The real cost of a bag of salad: You pay 99p. Africa pays 50 litres of fresh water
By Jeremy Laurance, Health Editor
Published in The Independent : 29 April 2006
To you it is a bag of salad, dropped into the supermarket trolley with
the weekly groceries. But to farmers in Kenya starved of the water
extracted by large scale agriculture to grow it, it may spell
destitution. The world is running out of water and British supermarket
shoppers are contributing to global drought, according to environmental
pressure groups.
Customers who scour the aisles for Spanish tomatoes, Egyptian potatoes
and Kenyan roses, are intensifying the worldwide shortage of our most
precious resource.
In Kenya, the food items grown for export include lettuce, rocket, baby
leaf salad, mangetout, peas and broccoli. Even producing a small 50g
salad bag wastes almost 50 litres of water in the countries where the
commodity is at its most precious. A mixed salad containing tomatoes,
celery and cucumber, as well as lettuce, would require more than 300
litres. Washing, processing and packaging adds to that total.
The international trade in out-of-season vegetables and flowers brings employment for some and wealth for a few.
But for those who find the water for their land has been extracted by
larger enterprises upstream, it means increasing hardship and even
permanent environmental damage.
Bruce Lankford, a senior lecturer in natural resources at the
University of East Anglia, said yesterday: "We are exporting drought.
High-value agriculture is good for the economies ofthese countries but
its impact on poverty is inequitable. In the dry season farmers
downstream [of irrigation schemes] find the river beds have dried out."

**STATED EXERCISE A**
Select each line in the records below that contains the string "white".

**DATA SHOWN**
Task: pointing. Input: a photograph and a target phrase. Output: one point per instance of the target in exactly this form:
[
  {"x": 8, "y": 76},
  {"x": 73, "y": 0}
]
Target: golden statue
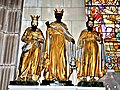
[
  {"x": 30, "y": 61},
  {"x": 90, "y": 63},
  {"x": 55, "y": 62}
]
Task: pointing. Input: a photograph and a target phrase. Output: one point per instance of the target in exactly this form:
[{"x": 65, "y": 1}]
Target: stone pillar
[{"x": 10, "y": 24}]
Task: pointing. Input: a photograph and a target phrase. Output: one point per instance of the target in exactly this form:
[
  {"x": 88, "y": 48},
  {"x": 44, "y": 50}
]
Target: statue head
[
  {"x": 90, "y": 23},
  {"x": 58, "y": 14},
  {"x": 34, "y": 21}
]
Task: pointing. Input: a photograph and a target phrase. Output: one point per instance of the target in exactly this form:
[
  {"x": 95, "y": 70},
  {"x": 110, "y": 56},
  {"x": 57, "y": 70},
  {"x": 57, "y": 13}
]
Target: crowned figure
[
  {"x": 30, "y": 61},
  {"x": 55, "y": 61}
]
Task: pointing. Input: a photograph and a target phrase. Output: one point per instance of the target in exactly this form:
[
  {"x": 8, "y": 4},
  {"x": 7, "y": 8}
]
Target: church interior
[{"x": 15, "y": 18}]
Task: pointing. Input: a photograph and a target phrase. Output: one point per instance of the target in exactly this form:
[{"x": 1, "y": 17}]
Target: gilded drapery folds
[
  {"x": 30, "y": 65},
  {"x": 90, "y": 62},
  {"x": 55, "y": 62}
]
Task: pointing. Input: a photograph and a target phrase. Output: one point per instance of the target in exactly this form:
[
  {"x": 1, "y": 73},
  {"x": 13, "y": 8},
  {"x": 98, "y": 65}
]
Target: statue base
[
  {"x": 90, "y": 84},
  {"x": 24, "y": 83},
  {"x": 57, "y": 83}
]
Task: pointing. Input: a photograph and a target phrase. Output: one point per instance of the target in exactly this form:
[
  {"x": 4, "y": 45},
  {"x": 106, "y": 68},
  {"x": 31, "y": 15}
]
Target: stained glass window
[{"x": 106, "y": 14}]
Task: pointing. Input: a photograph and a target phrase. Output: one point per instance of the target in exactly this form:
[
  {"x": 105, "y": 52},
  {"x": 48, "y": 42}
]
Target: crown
[
  {"x": 90, "y": 18},
  {"x": 35, "y": 18},
  {"x": 59, "y": 11}
]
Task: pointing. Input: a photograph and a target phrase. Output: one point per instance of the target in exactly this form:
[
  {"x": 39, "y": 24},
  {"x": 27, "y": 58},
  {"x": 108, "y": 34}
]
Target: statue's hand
[{"x": 47, "y": 24}]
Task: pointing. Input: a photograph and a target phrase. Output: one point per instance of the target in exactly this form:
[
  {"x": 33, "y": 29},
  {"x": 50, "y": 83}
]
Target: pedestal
[
  {"x": 57, "y": 83},
  {"x": 90, "y": 84},
  {"x": 25, "y": 83},
  {"x": 14, "y": 87}
]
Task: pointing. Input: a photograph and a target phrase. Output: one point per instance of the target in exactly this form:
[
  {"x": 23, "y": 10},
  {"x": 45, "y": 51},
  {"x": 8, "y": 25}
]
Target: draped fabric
[
  {"x": 56, "y": 64},
  {"x": 90, "y": 63},
  {"x": 30, "y": 62}
]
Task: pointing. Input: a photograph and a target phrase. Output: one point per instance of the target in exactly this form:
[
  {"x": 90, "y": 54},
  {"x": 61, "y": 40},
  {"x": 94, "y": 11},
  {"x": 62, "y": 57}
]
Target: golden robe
[
  {"x": 30, "y": 60},
  {"x": 90, "y": 63},
  {"x": 56, "y": 64}
]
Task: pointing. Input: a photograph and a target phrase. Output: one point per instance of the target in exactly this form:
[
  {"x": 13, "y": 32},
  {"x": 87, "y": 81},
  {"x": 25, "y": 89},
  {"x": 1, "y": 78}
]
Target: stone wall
[{"x": 10, "y": 24}]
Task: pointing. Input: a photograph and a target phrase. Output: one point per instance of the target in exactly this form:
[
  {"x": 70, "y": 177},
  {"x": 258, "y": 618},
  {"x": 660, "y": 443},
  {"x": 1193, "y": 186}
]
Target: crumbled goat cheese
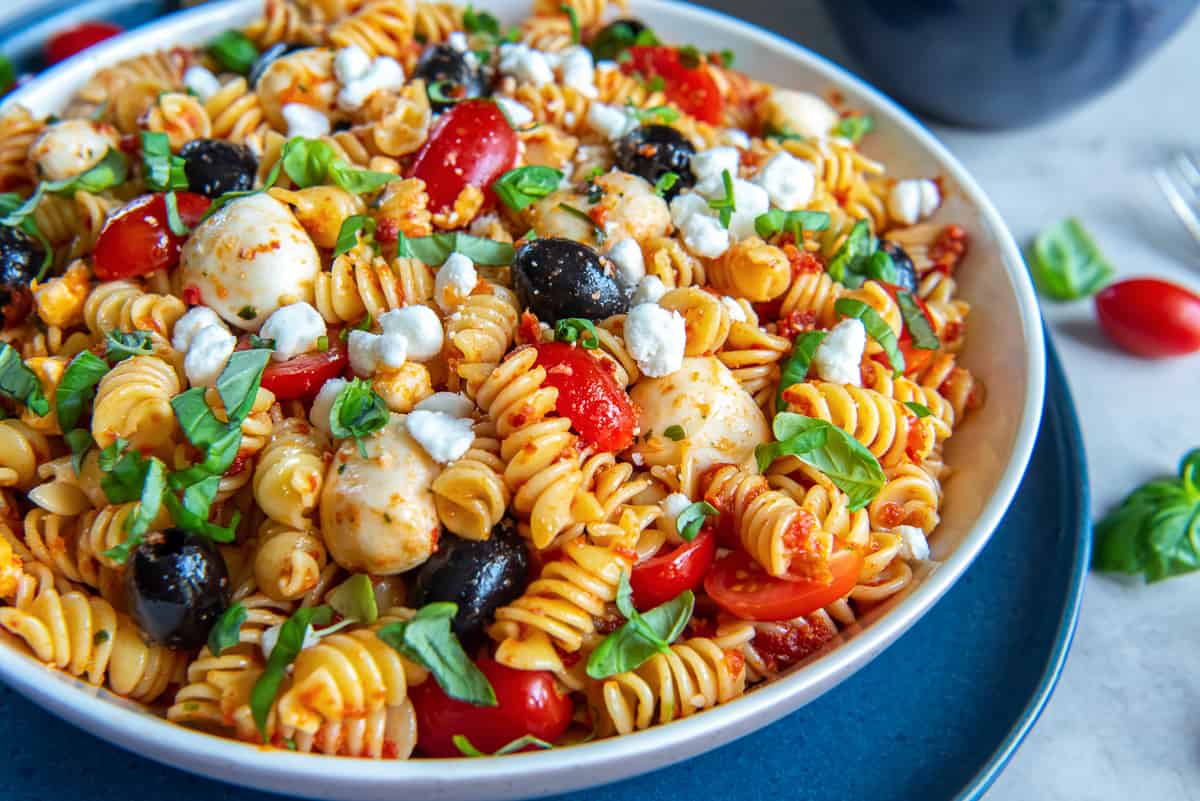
[
  {"x": 839, "y": 356},
  {"x": 295, "y": 330},
  {"x": 655, "y": 338},
  {"x": 444, "y": 437}
]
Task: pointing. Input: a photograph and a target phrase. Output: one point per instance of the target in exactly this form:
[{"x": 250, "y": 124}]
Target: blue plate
[{"x": 935, "y": 717}]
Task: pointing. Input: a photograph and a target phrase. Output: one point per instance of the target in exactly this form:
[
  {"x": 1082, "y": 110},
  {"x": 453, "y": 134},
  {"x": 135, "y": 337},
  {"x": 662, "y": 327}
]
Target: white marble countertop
[{"x": 1125, "y": 720}]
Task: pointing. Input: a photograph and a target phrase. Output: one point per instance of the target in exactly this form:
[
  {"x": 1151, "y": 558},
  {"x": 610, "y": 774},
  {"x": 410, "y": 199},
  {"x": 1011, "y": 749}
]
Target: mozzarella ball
[
  {"x": 377, "y": 513},
  {"x": 72, "y": 146},
  {"x": 721, "y": 422},
  {"x": 249, "y": 259}
]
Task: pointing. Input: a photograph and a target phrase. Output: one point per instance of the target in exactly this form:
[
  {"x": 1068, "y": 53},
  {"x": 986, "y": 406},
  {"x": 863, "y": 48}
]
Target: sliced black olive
[
  {"x": 654, "y": 150},
  {"x": 557, "y": 278},
  {"x": 21, "y": 258},
  {"x": 270, "y": 55},
  {"x": 480, "y": 577},
  {"x": 906, "y": 275},
  {"x": 178, "y": 586},
  {"x": 215, "y": 167},
  {"x": 451, "y": 76}
]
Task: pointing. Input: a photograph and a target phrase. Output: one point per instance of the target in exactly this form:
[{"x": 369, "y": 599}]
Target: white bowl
[{"x": 989, "y": 455}]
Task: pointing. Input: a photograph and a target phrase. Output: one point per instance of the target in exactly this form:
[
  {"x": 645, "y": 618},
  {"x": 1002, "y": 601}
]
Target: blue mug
[{"x": 1000, "y": 64}]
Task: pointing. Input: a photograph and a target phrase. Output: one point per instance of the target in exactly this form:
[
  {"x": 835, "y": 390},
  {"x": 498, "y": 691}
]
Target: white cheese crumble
[
  {"x": 839, "y": 356},
  {"x": 787, "y": 181},
  {"x": 187, "y": 326},
  {"x": 655, "y": 338},
  {"x": 295, "y": 330},
  {"x": 201, "y": 83},
  {"x": 420, "y": 326},
  {"x": 627, "y": 256},
  {"x": 455, "y": 404},
  {"x": 208, "y": 353},
  {"x": 913, "y": 544},
  {"x": 323, "y": 404},
  {"x": 444, "y": 437},
  {"x": 913, "y": 199},
  {"x": 304, "y": 121},
  {"x": 455, "y": 281}
]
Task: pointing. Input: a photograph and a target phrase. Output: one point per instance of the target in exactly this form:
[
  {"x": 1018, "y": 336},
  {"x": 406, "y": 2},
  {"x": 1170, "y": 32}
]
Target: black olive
[
  {"x": 654, "y": 150},
  {"x": 269, "y": 56},
  {"x": 215, "y": 167},
  {"x": 616, "y": 37},
  {"x": 556, "y": 278},
  {"x": 480, "y": 577},
  {"x": 906, "y": 275},
  {"x": 459, "y": 73},
  {"x": 21, "y": 258},
  {"x": 178, "y": 586}
]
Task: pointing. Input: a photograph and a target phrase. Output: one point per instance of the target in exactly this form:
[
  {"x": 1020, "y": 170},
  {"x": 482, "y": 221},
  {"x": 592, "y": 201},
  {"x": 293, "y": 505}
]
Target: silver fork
[{"x": 1180, "y": 181}]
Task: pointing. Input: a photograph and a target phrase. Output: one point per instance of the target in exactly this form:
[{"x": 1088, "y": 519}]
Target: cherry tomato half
[
  {"x": 1151, "y": 318},
  {"x": 742, "y": 588},
  {"x": 588, "y": 395},
  {"x": 661, "y": 578},
  {"x": 694, "y": 90},
  {"x": 472, "y": 144},
  {"x": 137, "y": 240},
  {"x": 528, "y": 703},
  {"x": 66, "y": 43},
  {"x": 301, "y": 377}
]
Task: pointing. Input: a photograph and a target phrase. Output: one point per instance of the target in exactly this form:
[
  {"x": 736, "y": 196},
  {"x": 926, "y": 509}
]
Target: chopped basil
[
  {"x": 227, "y": 631},
  {"x": 19, "y": 383},
  {"x": 876, "y": 327},
  {"x": 796, "y": 366},
  {"x": 429, "y": 640},
  {"x": 287, "y": 649},
  {"x": 577, "y": 329},
  {"x": 844, "y": 459},
  {"x": 523, "y": 185},
  {"x": 691, "y": 519}
]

**STATED EXERCISE B**
Continue the article on the water cost of a bag of salad, starting after its final sentence.

**EXERCISE RESULT A**
Target: white marble countertop
Target: white bowl
Target: white cheese crumble

**EXERCISE RESULT B**
A Channel 4 film A World Without Water, to be broadcast this evening,
spells out the consequences of the growing water shortage and the
coming battles over it. Water is increasingly being seen as a tradeable
commodity and a source of profit, which is depriving the poorest of one
of the essentials of life.
As well as from Africa, many of our salads are sourced from the
drought-stricken south of Spain, where rainfall last year was the
lowest since records began. Tomato production requires desalination
plants that use large amounts of energy and have resulted in high salt
levels along the coast. The area under plastic sheeting is now so large
it can even be seen from space.
In Egypt, vegetables have become such an important export that the
government has threatened military action against any country upstream
that dams the Nile or its tributaries. Half of all cut flowers sold in
British supermarkets come from Kenya, where the volume of exports to
Britain grew 85 per cent between 2001 and 2005.
Roses and carnations are the area's speciality, but the demand for water from nearby Lake Naivasha is unsustainable.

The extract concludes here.